Можно ли попасть внутрь черты? Этот вопрос возник у меня невольно после прочтения книги Ксении Кривошеиной «Оттаявшее время, или Искушение свободой», которая только что вышла в издательстве «Алетейя». Диссидентство, культурный андеграунд, ленинградский быт, сети КГБ, женевские встречи и запах «шанели» сквозь папиросный дым — все это можно найти на страницах воспоминаний наряду с именами Делоне, Ростроповича, Рабина, Альтмана…
И еще здесь говорится о том, что воздух свободы целителен для человека. И нельзя ради игр с «державностью» поднимать на щит Сталина и забывать те реалии, в которых существовали советские люди.
Кривошеина пишет несколько пафосно, но интересно. Вот уже тридцать пять лет она живет в Париже, часто бывает в России и пересекает ту черту, которая отделяет нас от остальной Европы.
Первый раз опыт такого пересечения был в далеком 1979 году. И это был психологически тяжелый опыт. В Бресте «в купе довольно бесцеремонно, сильно постучав, вошел проводник, женщина в форме и молодой военный». Паспорта наши отобрали, продолжает далее Кривошеина, пошныряли глазами по стенам, потолку, заглянули под нижние полки, приказали выйти из купе. И: «Я вдруг поймала себя на мысли, что чего-то боюсь, будто ты и вправду везешь контрабандное золото, банки черной икры или кого-то незаконно укрываешь под полкой».
«Чувство подопытного кролика перед вскрытием без наркоза меня не покидает до сих пор, когда я прохожу границу въезда-выезда из России», — признается автор. И вслед за ним любой среднестатистический россиянин может повторить эти слова. СССР возвращается не только в лозунгах, но и в разнообразных служебных практиках. И если, например, у тебя бутерброд с санкционной колбасой, то легко окажешься в числе нарушителей. А уж если батон захватил — пиши пропало.

> [ЗАДАНИЕ 1] Выпишите все фамилии, которые во фрагменте о книге Кривошеиной стоят после слов «наряду с именами».
> [ЗАДАНИЕ 2] Продолжите фрагмент о книге Кривошеиной, начав сразу после его последней фразы.

[Фрагменты набора данных с разметкой местоположений]
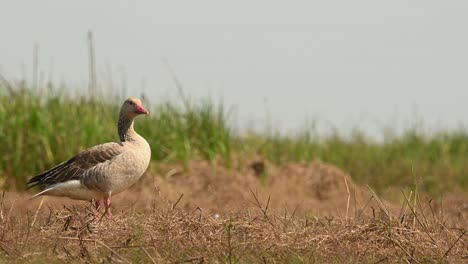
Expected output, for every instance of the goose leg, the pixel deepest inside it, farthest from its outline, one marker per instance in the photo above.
(97, 204)
(107, 206)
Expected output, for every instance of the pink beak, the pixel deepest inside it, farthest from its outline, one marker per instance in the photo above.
(141, 110)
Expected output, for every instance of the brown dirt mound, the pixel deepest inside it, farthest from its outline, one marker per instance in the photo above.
(313, 189)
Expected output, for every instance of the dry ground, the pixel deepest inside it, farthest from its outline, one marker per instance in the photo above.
(298, 213)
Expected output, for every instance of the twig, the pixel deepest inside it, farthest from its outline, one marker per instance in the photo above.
(365, 206)
(147, 254)
(456, 241)
(264, 210)
(402, 248)
(4, 247)
(177, 202)
(380, 203)
(96, 241)
(347, 203)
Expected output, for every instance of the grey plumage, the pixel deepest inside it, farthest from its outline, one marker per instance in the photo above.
(102, 170)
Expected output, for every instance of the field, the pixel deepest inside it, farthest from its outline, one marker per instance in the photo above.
(213, 195)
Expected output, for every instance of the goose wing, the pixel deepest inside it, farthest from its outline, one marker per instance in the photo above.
(75, 167)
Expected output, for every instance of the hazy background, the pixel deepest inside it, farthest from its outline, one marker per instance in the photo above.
(348, 64)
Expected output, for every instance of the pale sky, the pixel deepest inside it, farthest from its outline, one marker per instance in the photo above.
(349, 64)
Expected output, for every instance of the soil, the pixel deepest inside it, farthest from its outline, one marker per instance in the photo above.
(305, 189)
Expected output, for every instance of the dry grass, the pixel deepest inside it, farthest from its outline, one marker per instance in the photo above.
(170, 219)
(79, 234)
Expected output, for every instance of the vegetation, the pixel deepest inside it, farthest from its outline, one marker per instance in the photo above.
(39, 129)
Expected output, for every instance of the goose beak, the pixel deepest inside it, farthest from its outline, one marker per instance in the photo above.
(141, 110)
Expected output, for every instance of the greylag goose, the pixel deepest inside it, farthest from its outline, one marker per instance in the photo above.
(103, 170)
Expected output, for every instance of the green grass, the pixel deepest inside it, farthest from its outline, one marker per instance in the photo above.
(38, 131)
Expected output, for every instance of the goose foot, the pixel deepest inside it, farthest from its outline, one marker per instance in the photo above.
(107, 206)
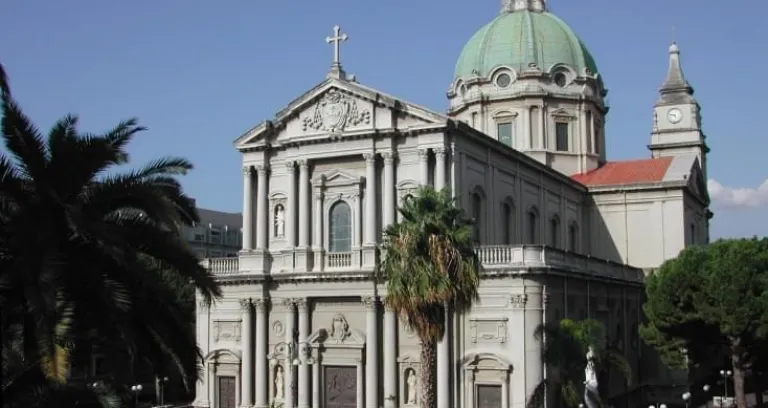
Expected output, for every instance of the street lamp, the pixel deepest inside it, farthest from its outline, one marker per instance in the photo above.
(161, 384)
(725, 374)
(136, 390)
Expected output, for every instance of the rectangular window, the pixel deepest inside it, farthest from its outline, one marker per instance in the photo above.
(561, 134)
(505, 133)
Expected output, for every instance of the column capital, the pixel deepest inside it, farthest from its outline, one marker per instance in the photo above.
(389, 157)
(260, 304)
(369, 302)
(301, 304)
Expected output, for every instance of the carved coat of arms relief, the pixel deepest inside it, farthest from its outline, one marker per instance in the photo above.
(334, 112)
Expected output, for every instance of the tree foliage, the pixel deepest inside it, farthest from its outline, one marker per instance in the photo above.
(89, 253)
(430, 265)
(708, 299)
(564, 353)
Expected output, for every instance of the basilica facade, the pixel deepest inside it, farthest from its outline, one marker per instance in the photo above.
(562, 231)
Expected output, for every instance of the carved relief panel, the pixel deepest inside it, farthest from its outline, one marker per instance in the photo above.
(226, 330)
(488, 329)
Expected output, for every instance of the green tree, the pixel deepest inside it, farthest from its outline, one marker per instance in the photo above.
(707, 299)
(564, 352)
(430, 265)
(86, 250)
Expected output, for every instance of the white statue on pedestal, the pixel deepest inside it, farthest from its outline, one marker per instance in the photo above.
(411, 391)
(279, 221)
(279, 384)
(590, 381)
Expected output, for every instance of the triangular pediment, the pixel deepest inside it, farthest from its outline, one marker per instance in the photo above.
(337, 107)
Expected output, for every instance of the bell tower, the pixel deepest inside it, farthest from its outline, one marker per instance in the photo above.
(677, 117)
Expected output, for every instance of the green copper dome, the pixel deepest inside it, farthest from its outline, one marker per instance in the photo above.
(520, 38)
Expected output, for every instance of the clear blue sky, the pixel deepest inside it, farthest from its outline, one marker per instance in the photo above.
(199, 73)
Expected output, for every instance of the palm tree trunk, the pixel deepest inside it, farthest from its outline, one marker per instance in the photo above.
(428, 373)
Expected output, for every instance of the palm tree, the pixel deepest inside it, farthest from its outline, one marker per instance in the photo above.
(566, 344)
(84, 248)
(430, 265)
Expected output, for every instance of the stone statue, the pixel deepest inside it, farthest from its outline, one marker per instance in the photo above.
(279, 221)
(590, 381)
(339, 328)
(411, 392)
(279, 383)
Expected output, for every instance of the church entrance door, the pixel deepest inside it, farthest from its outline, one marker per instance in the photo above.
(488, 396)
(227, 392)
(340, 387)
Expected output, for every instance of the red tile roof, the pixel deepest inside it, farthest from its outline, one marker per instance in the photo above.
(626, 172)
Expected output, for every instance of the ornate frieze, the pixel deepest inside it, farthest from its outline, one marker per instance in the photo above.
(334, 112)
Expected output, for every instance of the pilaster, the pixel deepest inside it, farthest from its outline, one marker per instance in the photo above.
(371, 352)
(390, 358)
(439, 168)
(424, 166)
(261, 374)
(247, 208)
(246, 366)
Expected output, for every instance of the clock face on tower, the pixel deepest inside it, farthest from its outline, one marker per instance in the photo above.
(674, 115)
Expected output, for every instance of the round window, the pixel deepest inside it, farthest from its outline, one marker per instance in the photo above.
(560, 79)
(503, 80)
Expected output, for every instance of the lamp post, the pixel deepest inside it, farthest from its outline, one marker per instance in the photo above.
(294, 354)
(136, 390)
(726, 374)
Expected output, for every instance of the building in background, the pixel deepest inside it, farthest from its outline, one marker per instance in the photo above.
(219, 234)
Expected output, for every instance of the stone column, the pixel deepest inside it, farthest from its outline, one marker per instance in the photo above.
(444, 366)
(262, 323)
(390, 359)
(531, 303)
(440, 168)
(371, 353)
(316, 384)
(303, 391)
(290, 331)
(290, 206)
(247, 208)
(246, 374)
(389, 189)
(262, 212)
(424, 166)
(303, 204)
(370, 199)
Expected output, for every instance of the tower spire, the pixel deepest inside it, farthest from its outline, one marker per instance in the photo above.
(509, 6)
(675, 88)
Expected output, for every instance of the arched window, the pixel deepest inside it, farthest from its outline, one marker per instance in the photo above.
(573, 237)
(477, 210)
(340, 228)
(533, 226)
(554, 232)
(508, 220)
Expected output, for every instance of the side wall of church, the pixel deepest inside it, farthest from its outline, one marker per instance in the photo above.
(641, 228)
(545, 208)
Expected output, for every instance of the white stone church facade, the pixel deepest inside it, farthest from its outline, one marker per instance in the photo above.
(561, 230)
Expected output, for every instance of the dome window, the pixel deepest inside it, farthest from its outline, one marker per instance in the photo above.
(560, 79)
(503, 80)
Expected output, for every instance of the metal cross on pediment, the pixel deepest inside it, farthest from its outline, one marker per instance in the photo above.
(337, 39)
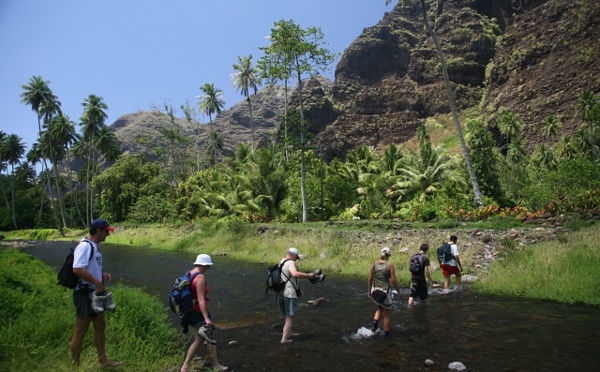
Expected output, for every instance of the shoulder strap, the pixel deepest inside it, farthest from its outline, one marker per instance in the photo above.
(282, 273)
(91, 246)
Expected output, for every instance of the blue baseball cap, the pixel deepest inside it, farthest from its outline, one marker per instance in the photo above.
(101, 224)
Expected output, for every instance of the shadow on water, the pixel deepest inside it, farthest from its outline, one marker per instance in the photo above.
(485, 333)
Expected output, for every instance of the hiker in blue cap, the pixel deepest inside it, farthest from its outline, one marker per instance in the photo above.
(89, 307)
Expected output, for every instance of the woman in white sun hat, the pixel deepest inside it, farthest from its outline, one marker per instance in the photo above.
(199, 317)
(381, 273)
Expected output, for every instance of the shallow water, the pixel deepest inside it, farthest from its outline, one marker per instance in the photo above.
(485, 333)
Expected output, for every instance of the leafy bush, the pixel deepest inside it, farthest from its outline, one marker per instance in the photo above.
(37, 318)
(152, 209)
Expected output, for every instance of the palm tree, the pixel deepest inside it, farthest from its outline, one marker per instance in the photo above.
(463, 145)
(391, 160)
(565, 148)
(588, 106)
(298, 52)
(36, 94)
(44, 103)
(510, 126)
(12, 151)
(551, 127)
(211, 103)
(2, 165)
(266, 179)
(246, 79)
(62, 135)
(424, 176)
(543, 158)
(92, 122)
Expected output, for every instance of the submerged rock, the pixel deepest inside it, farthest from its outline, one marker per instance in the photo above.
(457, 366)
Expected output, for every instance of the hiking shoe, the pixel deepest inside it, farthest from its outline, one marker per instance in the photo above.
(207, 333)
(97, 302)
(319, 277)
(109, 304)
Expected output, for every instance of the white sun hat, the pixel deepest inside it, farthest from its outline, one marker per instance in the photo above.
(204, 260)
(294, 251)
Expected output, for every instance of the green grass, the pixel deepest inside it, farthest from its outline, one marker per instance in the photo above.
(37, 318)
(564, 270)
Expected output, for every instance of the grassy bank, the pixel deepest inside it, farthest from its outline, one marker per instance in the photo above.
(565, 270)
(37, 318)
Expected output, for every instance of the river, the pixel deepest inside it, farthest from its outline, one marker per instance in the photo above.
(485, 333)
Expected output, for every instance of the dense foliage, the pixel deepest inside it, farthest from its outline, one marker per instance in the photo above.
(140, 335)
(283, 180)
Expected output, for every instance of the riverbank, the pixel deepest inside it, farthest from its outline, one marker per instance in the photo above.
(37, 316)
(544, 261)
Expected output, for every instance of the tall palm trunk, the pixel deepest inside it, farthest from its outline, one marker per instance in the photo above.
(285, 119)
(463, 145)
(13, 196)
(251, 124)
(61, 204)
(70, 172)
(302, 157)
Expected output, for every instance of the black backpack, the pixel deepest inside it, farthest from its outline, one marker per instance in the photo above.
(445, 253)
(66, 276)
(275, 280)
(416, 263)
(180, 298)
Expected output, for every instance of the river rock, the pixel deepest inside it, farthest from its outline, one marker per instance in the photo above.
(469, 278)
(486, 238)
(457, 366)
(317, 301)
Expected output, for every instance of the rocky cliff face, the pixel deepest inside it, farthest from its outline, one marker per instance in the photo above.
(547, 56)
(533, 57)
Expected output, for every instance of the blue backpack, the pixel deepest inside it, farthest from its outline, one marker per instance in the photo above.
(445, 253)
(181, 300)
(66, 276)
(416, 263)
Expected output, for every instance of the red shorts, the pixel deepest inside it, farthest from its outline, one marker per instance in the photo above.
(448, 270)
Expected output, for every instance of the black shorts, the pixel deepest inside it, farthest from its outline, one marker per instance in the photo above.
(418, 287)
(83, 303)
(195, 318)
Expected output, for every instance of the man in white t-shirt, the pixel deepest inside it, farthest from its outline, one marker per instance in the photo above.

> [ОТВЕТ НА ЗАДАНИЕ 1] Делоне, Ростроповича, Рабина, Альтмана

> [ОТВЕТ НА ЗАДАНИЕ 2]
Эта ситуация перехода повторилась еще раз, на границе двух Германий: «Морда черной овчарки сунулась сразу под нижнюю полку. “Всем встать, выйти!” Мы с моей соседкой в ночных рубашках, прикрываясь простынями, стояли перед немецкими пограничниками. Это был Берлин, Восточная зона. Женщина в форме подняла наши матрасы, посветила карманным фонариком вглубь под потолком, собака нас обнюхала, и по команде “Можете ложиться!” мы покорно залезли на свои полки. Нас закрыли на ключ, мы проезжали по Западной зоне Берлина».
Игорь Ершов и Ксения, 1978 год
Героиня находится у черты, но не внутри нее. А что внутри — другое зрение? Повествование, между тем, движется дальше. Ксения оказывается в Швейцарии, знакомится со своим будущим мужем Никитой Кривошеиным… Собственно, это произведение можно рассматривать как инвентаризационный список важных для автора сюжетов, тем, событий. Вот ее отец Ершов, художник и запутавшийся человек, вписанный в контекст эпохи. Судьба бросает его в разные стороны. Мы видим, например, как он становится главным художественным управленцем Торговой палаты и помогает молодым дарованиям. Впрочем, большим начальником Ершов долго не проработал, его съели.
Ксения Кривошеина
Вот ее мать, актриса Театра юного зрителя. Она сшила себе модное платье из японской ткани и не обратила внимания на орнамент, в который оказалась вплетена свастика — древний солярный знак. Партком вызвал актрису на ковер и поступил с ней милостиво — разрешил написать заявление об уходе по собственному желанию. Вот и сама Ксения — в перипетиях житейских треволнений, в прочерчивании своей линии жизни.
Никита Кривошеин
Иван Кривошеин, 1979 год
В книге немало наблюдений за великими. И интересные замечания. Вот, например, размышления Кривошеиной о Рихтере: «Впервые увидев его акварели и пастели, я была поражена, насколько они своим лиризмом и прозрачностью не похожи на львиную мощь этого сверхчеловека, но потом поняла, что этот серебряный колокольчик живописи есть потаенная часть его души. Когда он играл Шуберта, захватывало дух от полноты живописного полотна, легкость порхания рук над клавишами превращалась в волшебные переливы, комок подступал к горлу, обильно текли слезы».
Художественные отрывки перемежаются риторикой, в общем-то правильной, хотя немного скучноватой. Но в целом книга оставляет впечатление документа эпохи. Документа, особенного актуального сейчас, когда многие черты советской жизни засияли вдруг в обманчивом цвете радуги.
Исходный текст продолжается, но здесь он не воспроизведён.